== Passage ==

Sunday, September 28, 2014

My Fall Style

A few of my long-time blog followers came to my cooking class last month.  Sometime during the afternoon, they asked if they could peek into my china cupboard, and mentioned how they miss my regular posts so much.   Since I have been a little caught up in all my various projects, I have been blogging less frequently.  For some reason I hadn’t really thought about my posts being missed…but suddenly, I realized I have a sort of an obligation to continue to blog, and maybe soon vlog, and in any case to share what I see and what I am doing.  So as I wrap up a few other projects, I will try to also blog a little more often. 

I am always thinking to seasons ahead.  In June & July, I am thinking of Fall.  By August, I know what I want and need for Christmas.  Each year is a little different, each year has a different inspiration, and of course, nothing is possible unless you can find, make or grow just what you want to see.  The pumpkin offerings vary from year to year, and it pays to have a wide variety of sources.  I sometimes grow pumpkins and squash at home from French seeds, but it’s become easier to find them through local farms and suppliers.  Yesterday I made the trek to Lavender Hill Farm in beautiful Fallbrook, San Diego.  The field is sloping, trimmed by lavender and herbs, and you can gather pumpkins in the wheelbarrows on hand, and also cut some others. 


The drive to Fallbrook was really the official kick-off for the fall decorating season.  Our temperatures have cooled off just a little, and it doesn’t feel like New England, but nonetheless it is Fall, and we all want out homes to reflect the season.  I started planning several weeks ago, when I planted various heirloom pumpkin seeds in various containers.  Here are a few sprouts, a few weeks old.


I spent the weekend making the rounds to the first offerings of pumpkins and squash.  Some from Lavender Hill, and my favorite farms, shops, grocery store and farmers markets, and some from Trader Joe’s.  Today, I began to pull together various elements, organized in a stack of vintage crates.

===

Problem set:
1 > Reproduce the fall decorating post word for word from "I spent the" to "of vintage crates.".
2 > Write the next part of the fall decorating post, picking up right after its final sentence.
This material comes from a source unrelated to the fall decorating post.

== Items ==

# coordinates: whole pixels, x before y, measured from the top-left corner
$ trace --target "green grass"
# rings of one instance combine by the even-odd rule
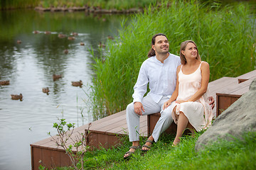
[[[198,134],[198,137],[201,134]],[[171,147],[172,136],[164,135],[151,151],[142,156],[137,151],[129,161],[122,159],[130,143],[109,149],[86,153],[85,169],[255,169],[256,132],[248,132],[242,139],[219,140],[205,149],[196,152],[196,137],[184,136],[177,147]],[[141,144],[143,144],[141,141]],[[62,168],[60,169],[68,169]]]
[[[210,64],[210,81],[255,69],[255,16],[251,15],[248,4],[221,6],[196,0],[166,4],[137,14],[119,30],[119,37],[108,42],[104,55],[94,56],[92,100],[95,109],[99,106],[105,109],[96,113],[111,115],[132,101],[140,66],[147,58],[151,37],[158,33],[167,35],[170,52],[175,55],[181,42],[194,40],[202,60]]]
[[[0,9],[35,7],[38,5],[39,1],[40,0],[1,0]]]

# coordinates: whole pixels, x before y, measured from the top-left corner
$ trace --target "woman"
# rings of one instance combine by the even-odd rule
[[[181,65],[177,67],[176,89],[163,106],[164,109],[170,105],[174,108],[171,115],[177,124],[177,132],[173,145],[180,142],[186,128],[193,134],[194,130],[198,132],[210,125],[213,120],[211,108],[206,102],[209,64],[201,60],[197,46],[192,40],[181,43],[180,57]]]

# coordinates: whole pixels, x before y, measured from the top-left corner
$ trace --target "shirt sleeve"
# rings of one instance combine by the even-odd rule
[[[139,69],[137,81],[134,87],[134,92],[132,94],[132,98],[134,98],[133,102],[142,102],[143,96],[146,92],[149,78],[146,69],[145,64],[142,64]]]

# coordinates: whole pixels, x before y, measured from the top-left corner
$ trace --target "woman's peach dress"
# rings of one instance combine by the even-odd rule
[[[176,101],[188,100],[200,89],[202,79],[201,72],[201,64],[202,62],[198,68],[190,74],[184,74],[182,72],[181,65],[181,70],[178,72],[178,95]],[[172,108],[174,108],[176,106],[177,106],[176,113],[179,115],[180,111],[183,112],[197,132],[210,125],[213,120],[212,109],[210,105],[206,102],[208,98],[207,94],[207,92],[204,94],[196,101],[181,103],[177,103],[174,101],[171,103]],[[171,115],[175,123],[177,124],[178,120],[176,118],[174,111]]]

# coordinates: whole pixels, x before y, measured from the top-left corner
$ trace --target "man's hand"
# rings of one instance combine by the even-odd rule
[[[137,101],[134,102],[134,112],[139,115],[142,115],[142,111],[145,111],[145,110],[143,108],[142,103]]]
[[[208,103],[209,105],[210,105],[212,109],[214,108],[214,106],[215,106],[215,104],[214,104],[214,98],[212,96],[210,96],[208,98],[207,98],[208,101]]]

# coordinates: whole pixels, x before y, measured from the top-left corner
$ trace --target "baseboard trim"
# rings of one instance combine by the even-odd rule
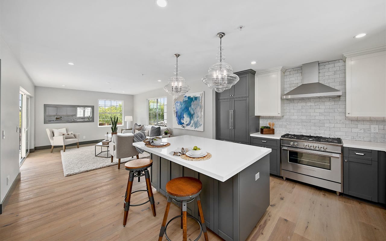
[[[8,192],[7,193],[7,194],[5,195],[5,197],[4,198],[3,202],[0,204],[0,214],[3,213],[4,209],[5,208],[5,205],[8,202],[9,198],[11,197],[11,195],[12,195],[12,193],[14,192],[14,190],[16,187],[16,185],[20,181],[20,174],[19,172],[16,177],[16,178],[14,181],[13,183],[12,183],[12,185],[11,186],[11,188],[9,189],[9,190],[8,190]]]
[[[85,144],[91,144],[91,143],[98,143],[100,142],[103,141],[103,139],[101,139],[100,140],[95,140],[92,141],[86,141],[85,142],[79,142],[79,145],[84,145]],[[72,144],[70,144],[69,145],[66,145],[66,147],[72,147],[73,146],[76,145],[76,143],[73,143]],[[35,150],[37,151],[39,150],[44,150],[46,149],[51,149],[51,145],[48,146],[41,146],[40,147],[35,147]],[[54,146],[54,147],[61,147],[62,146]]]

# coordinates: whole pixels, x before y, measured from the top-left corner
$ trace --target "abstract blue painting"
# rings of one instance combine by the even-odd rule
[[[204,92],[174,98],[173,128],[204,131]]]

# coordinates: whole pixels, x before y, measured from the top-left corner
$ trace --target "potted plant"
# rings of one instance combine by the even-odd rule
[[[114,116],[114,119],[113,119],[110,117],[110,120],[111,120],[111,136],[112,137],[113,135],[117,134],[117,131],[118,131],[118,126],[117,126],[117,125],[118,122],[118,118]]]

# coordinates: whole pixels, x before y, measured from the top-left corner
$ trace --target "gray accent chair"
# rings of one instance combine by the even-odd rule
[[[54,146],[63,146],[63,152],[66,151],[66,145],[70,144],[76,143],[78,148],[79,148],[79,139],[80,139],[80,134],[74,134],[74,136],[75,137],[75,138],[66,139],[64,136],[54,137],[54,132],[52,131],[52,129],[46,129],[46,131],[47,132],[48,138],[49,139],[49,142],[51,143],[51,152],[54,150]],[[68,133],[68,128],[66,128],[66,132],[67,133]]]
[[[109,151],[111,155],[111,162],[114,157],[118,158],[118,169],[120,169],[120,159],[137,156],[139,159],[139,153],[133,146],[133,135],[113,135],[111,142],[109,144]]]

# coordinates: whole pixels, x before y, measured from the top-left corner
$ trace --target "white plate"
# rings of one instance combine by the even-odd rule
[[[151,145],[152,146],[156,146],[156,147],[159,147],[160,146],[164,146],[167,144],[168,144],[167,142],[161,142],[159,144],[154,144],[152,142],[151,143],[150,143],[150,145]]]
[[[190,152],[190,151],[189,151],[189,152],[186,152],[186,155],[188,157],[203,157],[207,155],[208,155],[208,153],[205,152],[204,152],[201,155],[200,155],[195,156],[194,155],[192,155],[191,154],[191,153]]]

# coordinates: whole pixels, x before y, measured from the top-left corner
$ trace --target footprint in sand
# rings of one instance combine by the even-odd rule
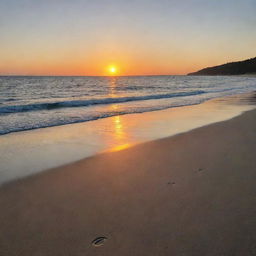
[[[95,247],[99,247],[99,246],[102,246],[105,241],[107,240],[107,237],[105,236],[99,236],[97,238],[95,238],[93,241],[92,241],[92,245],[95,246]]]

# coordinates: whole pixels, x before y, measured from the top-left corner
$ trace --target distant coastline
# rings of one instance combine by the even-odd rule
[[[230,62],[219,66],[207,67],[199,71],[189,73],[188,75],[256,75],[256,57],[244,61]]]

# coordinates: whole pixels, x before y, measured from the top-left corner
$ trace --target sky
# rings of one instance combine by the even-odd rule
[[[0,75],[186,74],[256,56],[256,0],[0,0]]]

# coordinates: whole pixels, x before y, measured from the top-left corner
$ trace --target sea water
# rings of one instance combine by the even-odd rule
[[[243,76],[0,77],[0,135],[256,90]]]

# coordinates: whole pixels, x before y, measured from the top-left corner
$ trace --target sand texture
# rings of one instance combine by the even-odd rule
[[[0,188],[1,256],[256,255],[256,111]]]

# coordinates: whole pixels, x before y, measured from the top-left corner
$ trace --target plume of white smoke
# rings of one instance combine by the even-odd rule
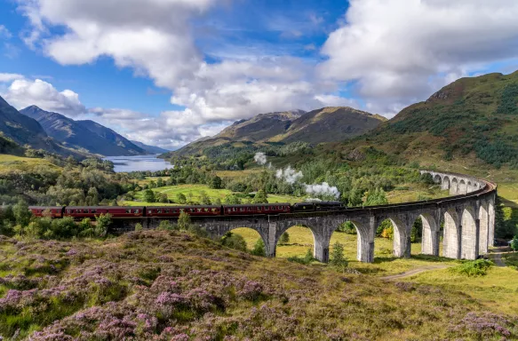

===

Answers by task:
1 >
I spent the weekend making the rounds to the first offerings of pumpkins and squash.  Some from Lavender Hill, and my favorite farms, shops, grocery store and farmers markets, and some from Trader Joe’s.  Today, I began to pull together various elements, organized in a stack of vintage crates.

2 >
This year, I am going for mostly green and white.  With a little planning, this will transition from Fall to Thanksgiving to Christmas and into the new year.  For my own home, the orange Turban squash will be made into soup tureens before Christmas; others will become soup when I am looking for a meal on hand.  The green pumpkins will all be fine for several months as long as they are not in the full sun.  For now, they look seasonal and inviting, though this is not their final arrangement. 


The sprouted pumpkins will continue to grow over the next month, through Thanksgiving….they will provide green color and a context for the pumpkins.  Though everyone can see most of the pumpkins are cut, the vines will be fresh and young and beautiful around them, not to mention it’s going to be fun to watch them grow over the next few weeks.


And of course, it’s that hunt for variety and novelty that is so much fun during this season.  I love this one, with a long stem that I cut, and a large, exaggerated, ribbed side.  I think the color will change, but I love it now.


I will add to my collection each week, and some of the new ones will go to friends and clients. Pumpkins are not equal, and I look for those which are perfectly imperfect, with character, with life…


A trio of a small white pumpkin which I cut with a long stem, a mini-turban and a buttercup squash all sit together.  These will be made into soup or crostini, after we have enjoyed their shapes and form.


Sometimes it’s the markings that attract me; this year I love this green and white variety.  There are several other varieties I have not seen, like Marina di Chiogga, and I have not been to Chino Farm and I have not bought my first slice of Fairtale or Musquee de Provence from Don at the Corona del Mar farmers market.  Oh there are so many great weeks of Fall ahead of us!!


And as you select your favorites, don’t forget the stems.  I look for unusual and long stems.  You might see a stem, but I see a handle of a small soup tureen for dinner for four, with chunky Herbes de Provence croutons.  We will make these in our cooking class in a few weeks.


This variety has a super thick stem; I wish they would have left it longer, but it’s still beautiful like this~


If you go to the pumpkin farms, you can cut your own, like this small green.  The colors often change as the pumpkin matures.  I wonder what color it will become?? 


My pumpkins this year are mixed in with terra cotta pots filled with herbs and white impatiens.  Only white.  This week I will add paperwhite bulbs in to these pots, and the pots will transition through Halloween, Thanksgiving, and early December, when more pots of paperwhites will be added to the mix.


So far, this is a very modest haul.  But it’s a start.  It helps that I have made friends with one of the guys at Trader Joe’s and I got some primo pumpkins.  The best ones go fast! Shop often!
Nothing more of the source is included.